> Exercise prompt
Copy the listing below word for word, omitting the pictures.

> Image point annotation entries
---------------
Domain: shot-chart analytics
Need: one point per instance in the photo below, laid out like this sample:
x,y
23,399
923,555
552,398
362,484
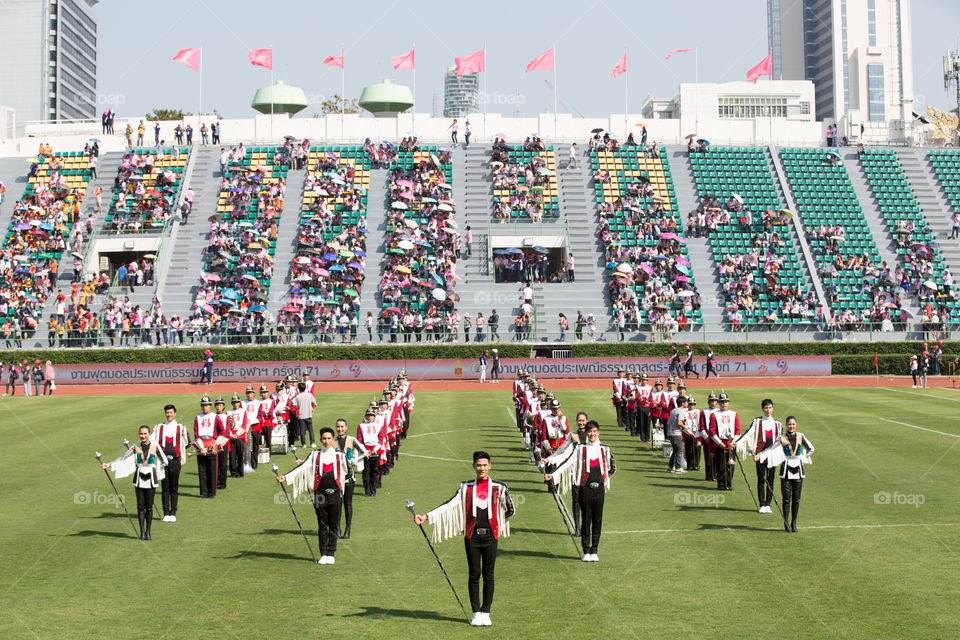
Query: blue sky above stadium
x,y
138,40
---------------
> Exercise solution
Domain: shot-chart analytics
Need: one point per instance in the photo below, laid out like this sample:
x,y
23,399
923,555
552,398
362,484
Query: blue sky above stadium
x,y
138,40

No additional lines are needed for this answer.